# WRITTEN REQUEST
Extract every line in the material below that contains the word "shingle", and copy each one unchanged.

--------------------

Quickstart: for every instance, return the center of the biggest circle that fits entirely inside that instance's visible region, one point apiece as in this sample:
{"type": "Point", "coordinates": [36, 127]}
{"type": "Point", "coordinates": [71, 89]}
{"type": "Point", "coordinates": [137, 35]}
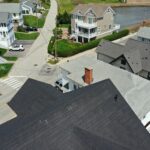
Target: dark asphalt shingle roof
{"type": "Point", "coordinates": [98, 9]}
{"type": "Point", "coordinates": [4, 17]}
{"type": "Point", "coordinates": [86, 119]}
{"type": "Point", "coordinates": [136, 53]}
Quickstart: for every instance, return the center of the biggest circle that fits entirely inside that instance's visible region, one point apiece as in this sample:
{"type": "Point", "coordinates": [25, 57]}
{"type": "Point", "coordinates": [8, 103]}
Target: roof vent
{"type": "Point", "coordinates": [116, 98]}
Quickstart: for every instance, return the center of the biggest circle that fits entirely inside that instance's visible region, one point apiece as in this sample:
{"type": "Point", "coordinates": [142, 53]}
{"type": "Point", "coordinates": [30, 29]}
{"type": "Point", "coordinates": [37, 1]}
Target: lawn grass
{"type": "Point", "coordinates": [4, 69]}
{"type": "Point", "coordinates": [63, 25]}
{"type": "Point", "coordinates": [65, 48]}
{"type": "Point", "coordinates": [46, 5]}
{"type": "Point", "coordinates": [26, 36]}
{"type": "Point", "coordinates": [68, 5]}
{"type": "Point", "coordinates": [10, 58]}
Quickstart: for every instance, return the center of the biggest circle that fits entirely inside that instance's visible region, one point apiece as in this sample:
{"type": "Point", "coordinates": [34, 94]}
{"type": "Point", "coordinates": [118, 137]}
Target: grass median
{"type": "Point", "coordinates": [26, 36]}
{"type": "Point", "coordinates": [65, 48]}
{"type": "Point", "coordinates": [4, 69]}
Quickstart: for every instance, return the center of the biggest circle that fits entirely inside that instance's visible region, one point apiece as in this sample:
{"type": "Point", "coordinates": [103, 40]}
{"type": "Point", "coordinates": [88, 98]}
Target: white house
{"type": "Point", "coordinates": [7, 35]}
{"type": "Point", "coordinates": [29, 7]}
{"type": "Point", "coordinates": [91, 21]}
{"type": "Point", "coordinates": [15, 10]}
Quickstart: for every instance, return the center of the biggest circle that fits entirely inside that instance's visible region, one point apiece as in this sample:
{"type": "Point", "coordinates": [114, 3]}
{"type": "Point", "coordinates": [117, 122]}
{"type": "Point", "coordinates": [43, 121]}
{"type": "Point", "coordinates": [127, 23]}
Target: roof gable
{"type": "Point", "coordinates": [86, 119]}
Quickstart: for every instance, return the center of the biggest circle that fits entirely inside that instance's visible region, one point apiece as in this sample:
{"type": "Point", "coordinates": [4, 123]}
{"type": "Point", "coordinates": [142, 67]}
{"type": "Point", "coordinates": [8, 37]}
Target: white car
{"type": "Point", "coordinates": [146, 121]}
{"type": "Point", "coordinates": [16, 48]}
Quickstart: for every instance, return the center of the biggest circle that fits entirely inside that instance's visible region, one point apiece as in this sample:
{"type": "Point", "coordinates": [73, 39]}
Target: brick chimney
{"type": "Point", "coordinates": [88, 76]}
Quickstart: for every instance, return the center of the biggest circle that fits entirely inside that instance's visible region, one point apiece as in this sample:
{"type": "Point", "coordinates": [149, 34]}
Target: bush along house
{"type": "Point", "coordinates": [91, 21]}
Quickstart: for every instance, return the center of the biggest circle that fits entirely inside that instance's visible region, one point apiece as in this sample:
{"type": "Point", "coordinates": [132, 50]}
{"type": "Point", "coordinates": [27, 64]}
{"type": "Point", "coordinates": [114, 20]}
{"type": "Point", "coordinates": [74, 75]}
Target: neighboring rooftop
{"type": "Point", "coordinates": [144, 32]}
{"type": "Point", "coordinates": [136, 53]}
{"type": "Point", "coordinates": [10, 7]}
{"type": "Point", "coordinates": [133, 88]}
{"type": "Point", "coordinates": [94, 117]}
{"type": "Point", "coordinates": [98, 9]}
{"type": "Point", "coordinates": [4, 17]}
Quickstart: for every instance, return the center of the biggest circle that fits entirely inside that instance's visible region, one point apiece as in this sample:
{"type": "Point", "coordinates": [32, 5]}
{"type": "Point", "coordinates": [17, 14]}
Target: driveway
{"type": "Point", "coordinates": [36, 58]}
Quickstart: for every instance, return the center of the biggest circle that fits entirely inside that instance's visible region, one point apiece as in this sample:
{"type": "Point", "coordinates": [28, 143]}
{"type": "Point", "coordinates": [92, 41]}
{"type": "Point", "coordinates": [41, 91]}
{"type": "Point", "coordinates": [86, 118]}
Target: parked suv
{"type": "Point", "coordinates": [16, 48]}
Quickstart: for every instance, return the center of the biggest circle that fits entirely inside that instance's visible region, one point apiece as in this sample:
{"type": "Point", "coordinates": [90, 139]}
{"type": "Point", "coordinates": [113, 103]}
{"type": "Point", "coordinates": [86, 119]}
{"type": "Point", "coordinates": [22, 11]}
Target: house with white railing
{"type": "Point", "coordinates": [91, 21]}
{"type": "Point", "coordinates": [7, 35]}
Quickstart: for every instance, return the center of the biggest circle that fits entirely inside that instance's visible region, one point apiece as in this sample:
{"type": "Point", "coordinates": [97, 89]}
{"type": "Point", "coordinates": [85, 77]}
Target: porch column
{"type": "Point", "coordinates": [89, 35]}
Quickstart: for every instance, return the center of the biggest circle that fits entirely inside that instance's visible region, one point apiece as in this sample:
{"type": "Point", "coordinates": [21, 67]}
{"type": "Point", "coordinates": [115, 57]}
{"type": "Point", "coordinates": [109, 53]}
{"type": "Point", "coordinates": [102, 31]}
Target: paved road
{"type": "Point", "coordinates": [32, 63]}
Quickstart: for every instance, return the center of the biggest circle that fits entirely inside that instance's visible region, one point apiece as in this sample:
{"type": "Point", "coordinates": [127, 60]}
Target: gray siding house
{"type": "Point", "coordinates": [91, 21]}
{"type": "Point", "coordinates": [133, 57]}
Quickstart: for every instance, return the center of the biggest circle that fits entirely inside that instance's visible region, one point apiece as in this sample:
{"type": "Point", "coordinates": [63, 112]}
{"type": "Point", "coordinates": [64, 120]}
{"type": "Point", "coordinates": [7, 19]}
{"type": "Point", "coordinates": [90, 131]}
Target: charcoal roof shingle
{"type": "Point", "coordinates": [98, 9]}
{"type": "Point", "coordinates": [86, 119]}
{"type": "Point", "coordinates": [136, 52]}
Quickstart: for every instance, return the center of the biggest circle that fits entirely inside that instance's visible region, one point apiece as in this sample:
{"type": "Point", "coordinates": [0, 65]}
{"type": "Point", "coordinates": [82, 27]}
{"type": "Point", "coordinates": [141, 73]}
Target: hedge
{"type": "Point", "coordinates": [65, 48]}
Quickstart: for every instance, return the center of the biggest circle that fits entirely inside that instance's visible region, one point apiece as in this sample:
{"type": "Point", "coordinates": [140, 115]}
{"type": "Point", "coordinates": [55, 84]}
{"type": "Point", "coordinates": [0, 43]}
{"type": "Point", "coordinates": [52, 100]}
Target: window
{"type": "Point", "coordinates": [90, 20]}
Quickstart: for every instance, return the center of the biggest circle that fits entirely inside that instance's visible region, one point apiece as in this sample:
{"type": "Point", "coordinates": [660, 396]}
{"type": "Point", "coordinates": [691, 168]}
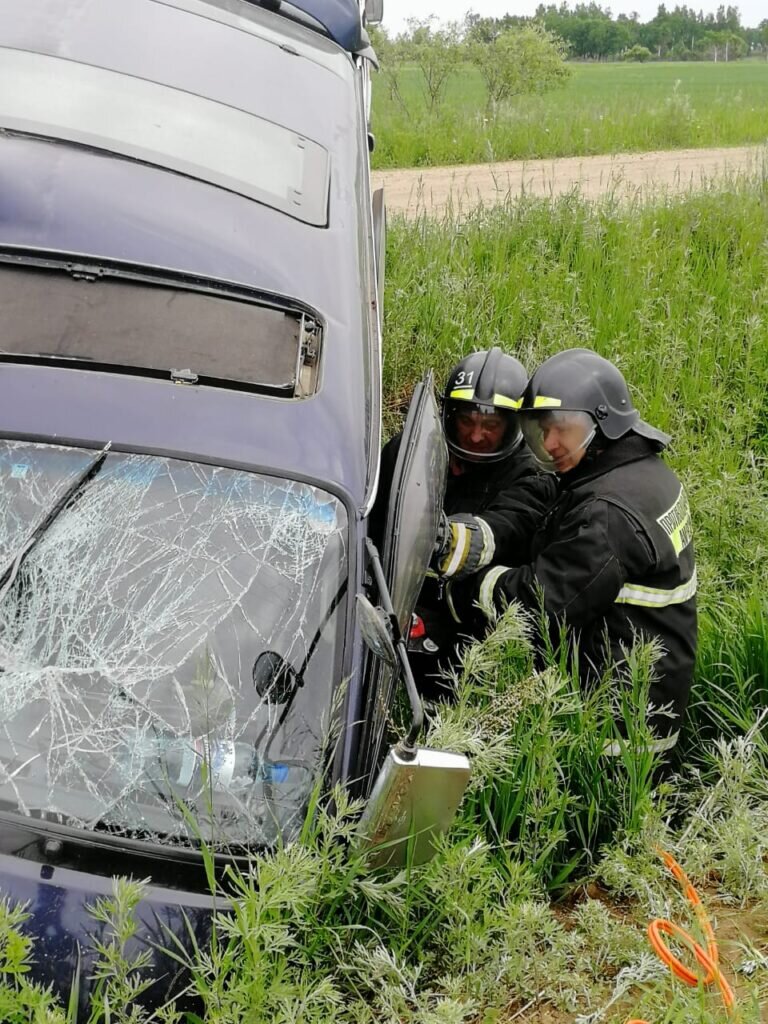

--------------------

# ANSWER TO THIS TASK
Target: dark asphalt shingle roof
Target: charcoal roof shingle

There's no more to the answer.